• **CONSIGNE 1**:
Parmi les lignes de données, recopiez à l'identique celle qui contient « Would you be able to point at the fallen log » et toutes celles qui la suivent, jusqu'à la dernière ligne de données incluse.

• **TEXTE SOURCE**:
────────────────

Un ancien regard sur la sexualité

Le frère Marie-Victorin a entretenu une longue amitié scientifique et empreinte d’amour avec Marcelle Gauvreau, l’une des premières femmes travaillant dans les sciences naturelles au Québec.

Essai

Le frère Marie-Victorin a entretenu une longue amitié scientifique et empreinte d’amour avec Marcelle Gauvreau, l’une des premières femmes travaillant dans les sciences naturelles au Québec.

Un trésor d’archives

Conrad Kirouac, mieux connu sous le nom de frère Marie-Victorin, a marqué l’histoire du Québec par sa passion pour la botanique. Il nous a légué le Jardin botanique de Montréal, mais aussi un ouvrage scientifique majeur, La flore laurentienne, publié en 1935. Au-delà de cet héritage, il a aussi entretenu une longue correspondance avec son assistante et collègue Marcelle Gauvreau. Leurs échanges, foncièrement scientifiques, étaient parfois plus intimes et teintés d’un amour que la société d’alors ne pouvait tolérer. Ces deux intellectuels ne dédaignaient pas non plus d’aborder des questions scientifiques sur la sexualité humaine.

Comme le soulignent Yves Gingras, historien, et Craig Moyes, professeur à l’UQAM, dans l’introduction, cette publication de la correspondance entre Marie-Victorin et Marcelle Gauvreau donne un ensemble assez rare et unique dans l’histoire, à savoir un échange épistolaire où deux êtres dont la vie est rythmée en partie par la rigueur religieuse font leur éducation sexuelle à travers des observations scientifiques. La correspondance est aussi inusitée par sa forme: en effet, elle donne essentiellement à lire les réponses de Marie-Victorin reçues par sa correspondante. Qu’a-t-il fait de ses réponses à elle? Nous l’ignorons.

Analyser la sexualité

Les auteurs ont procédé à un découpage assez simple de la correspondance. Ils nous présentent en introduction les grands jalons de la vie de Marcelle Gauvreau et le contexte de sa rencontre avec Conrad Kirouac, qui lui a suggéré son parcours d’étude à l’Université McGill en 1935 et qui la dirigera toute sa vie dans ses activités de vulgarisation de la botanique. Dans un deuxième temps, toujours en introduction, ils mettent en lumière cette relation amoureuse platonique étonnante et qui aurait été incomprise si jamais elle avait été révélée au grand jour dans la société québécoise très catholique des années 1930-1940:

[Ces lettres] nous font non seulement mieux comprendre une époque importante de l’histoire du Québec, cette période précédant les timides initiatives d’éducation sexuelle qui prendront forme dans les années 1940 sous l’appellation pudique d’«éducation à la pureté», mais aussi découvrir une femme aujourd’hui méconnue dont la contribution à la culture scientifique du Québec a été importante.

────────────────

• **DONNÉES DE LA TÂCHE**:
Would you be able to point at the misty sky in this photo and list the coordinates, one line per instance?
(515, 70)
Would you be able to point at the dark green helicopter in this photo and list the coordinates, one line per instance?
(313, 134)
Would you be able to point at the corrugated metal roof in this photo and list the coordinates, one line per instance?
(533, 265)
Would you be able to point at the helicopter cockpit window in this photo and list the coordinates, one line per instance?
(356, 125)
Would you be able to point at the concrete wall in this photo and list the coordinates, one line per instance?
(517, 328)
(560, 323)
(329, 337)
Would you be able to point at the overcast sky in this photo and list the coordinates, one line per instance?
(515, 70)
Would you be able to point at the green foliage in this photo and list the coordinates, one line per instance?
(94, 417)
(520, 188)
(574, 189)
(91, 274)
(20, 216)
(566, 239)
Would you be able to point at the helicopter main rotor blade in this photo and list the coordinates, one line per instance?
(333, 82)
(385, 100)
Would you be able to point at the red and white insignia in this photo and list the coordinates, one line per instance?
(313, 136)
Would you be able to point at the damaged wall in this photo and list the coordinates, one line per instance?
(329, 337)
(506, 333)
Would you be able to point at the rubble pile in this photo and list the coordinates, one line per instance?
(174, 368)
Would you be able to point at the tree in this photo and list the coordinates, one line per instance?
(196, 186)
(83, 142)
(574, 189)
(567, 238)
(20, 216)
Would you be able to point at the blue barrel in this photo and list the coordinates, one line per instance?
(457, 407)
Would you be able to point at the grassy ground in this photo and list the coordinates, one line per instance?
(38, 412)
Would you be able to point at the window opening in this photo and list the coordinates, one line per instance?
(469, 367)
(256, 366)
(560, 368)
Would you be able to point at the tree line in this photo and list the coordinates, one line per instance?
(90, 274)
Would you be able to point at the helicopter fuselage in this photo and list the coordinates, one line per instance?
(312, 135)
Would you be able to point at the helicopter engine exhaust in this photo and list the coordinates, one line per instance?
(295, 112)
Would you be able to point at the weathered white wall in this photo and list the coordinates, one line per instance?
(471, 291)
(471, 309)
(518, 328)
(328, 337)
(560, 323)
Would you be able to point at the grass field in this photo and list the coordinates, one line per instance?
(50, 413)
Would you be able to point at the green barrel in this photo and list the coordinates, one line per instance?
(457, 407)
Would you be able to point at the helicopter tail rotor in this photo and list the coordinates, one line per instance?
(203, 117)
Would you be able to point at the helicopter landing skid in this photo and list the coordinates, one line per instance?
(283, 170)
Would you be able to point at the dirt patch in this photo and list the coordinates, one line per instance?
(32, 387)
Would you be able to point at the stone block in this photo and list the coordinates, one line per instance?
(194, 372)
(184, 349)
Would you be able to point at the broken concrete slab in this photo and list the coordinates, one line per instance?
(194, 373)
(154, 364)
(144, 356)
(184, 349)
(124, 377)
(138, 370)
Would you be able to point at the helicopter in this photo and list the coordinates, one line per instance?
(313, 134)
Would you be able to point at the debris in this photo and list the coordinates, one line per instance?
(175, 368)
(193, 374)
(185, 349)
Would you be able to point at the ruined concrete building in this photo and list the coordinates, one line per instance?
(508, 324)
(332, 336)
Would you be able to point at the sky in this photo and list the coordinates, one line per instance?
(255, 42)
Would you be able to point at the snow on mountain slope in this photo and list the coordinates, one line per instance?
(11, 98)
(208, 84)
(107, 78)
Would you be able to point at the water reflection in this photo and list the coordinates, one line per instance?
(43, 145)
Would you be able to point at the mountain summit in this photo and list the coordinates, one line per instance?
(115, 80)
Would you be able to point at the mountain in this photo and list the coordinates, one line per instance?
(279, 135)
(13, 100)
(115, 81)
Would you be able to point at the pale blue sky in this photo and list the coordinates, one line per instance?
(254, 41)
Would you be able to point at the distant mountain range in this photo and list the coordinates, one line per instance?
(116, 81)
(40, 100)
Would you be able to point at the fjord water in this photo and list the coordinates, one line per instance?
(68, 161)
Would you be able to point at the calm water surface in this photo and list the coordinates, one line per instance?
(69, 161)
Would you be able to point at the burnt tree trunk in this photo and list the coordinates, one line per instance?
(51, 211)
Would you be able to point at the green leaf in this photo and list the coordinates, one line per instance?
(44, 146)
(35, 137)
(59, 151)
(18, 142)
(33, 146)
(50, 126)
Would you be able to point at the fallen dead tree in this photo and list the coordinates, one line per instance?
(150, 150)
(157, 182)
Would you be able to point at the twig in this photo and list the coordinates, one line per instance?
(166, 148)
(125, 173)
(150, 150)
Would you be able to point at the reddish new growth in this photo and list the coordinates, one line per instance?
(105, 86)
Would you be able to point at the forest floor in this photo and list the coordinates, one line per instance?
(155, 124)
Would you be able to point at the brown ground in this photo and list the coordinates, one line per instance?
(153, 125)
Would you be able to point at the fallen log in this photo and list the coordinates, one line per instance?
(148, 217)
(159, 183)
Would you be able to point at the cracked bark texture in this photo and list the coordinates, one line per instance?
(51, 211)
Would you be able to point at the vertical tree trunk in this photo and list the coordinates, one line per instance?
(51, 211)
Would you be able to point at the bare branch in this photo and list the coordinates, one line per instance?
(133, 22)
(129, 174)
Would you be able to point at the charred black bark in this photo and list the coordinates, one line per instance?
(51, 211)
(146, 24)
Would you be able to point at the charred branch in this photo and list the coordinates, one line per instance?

────────────────

• **CONSIGNE 2**:
Indiquez par oui ou par non si chacune des affirmations suivantes est conforme au texte sur Marie-Victorin et Marcelle Gauvreau, en citant mot pour mot le passage qui tranche : (a) La flore laurentienne a été publiée en 1935 ; (b) la correspondance publiée donne surtout à lire les lettres de Marcelle Gauvreau ; (c) Marie-Victorin a suggéré à Marcelle Gauvreau un parcours d'étude à l'Université Laval.

• **RÉSULTAT ATTENDU 1**:
Would you be able to point at the fallen log in this photo and list the coordinates, one line per instance?
(148, 217)
(159, 183)
Would you be able to point at the cracked bark texture in this photo and list the coordinates, one line per instance?
(51, 211)
Would you be able to point at the vertical tree trunk in this photo and list the coordinates, one line per instance?
(51, 211)
Would you be able to point at the bare branch in this photo and list the coordinates, one line per instance?
(133, 22)
(129, 174)
Would you be able to point at the charred black bark in this photo and list the coordinates, one line per instance?
(51, 211)
(146, 24)
Would you be able to point at the charred branch in this photo and list the coordinates, one line per instance?

• **RÉSULTAT ATTENDU 2**:
(a) Oui : « un ouvrage scientifique majeur, La flore laurentienne, publié en 1935 ».
(b) Non : « elle donne essentiellement à lire les réponses de Marie-Victorin reçues par sa correspondante ».
(c) Non : « qui lui a suggéré son parcours d’étude à l’Université McGill en 1935 ».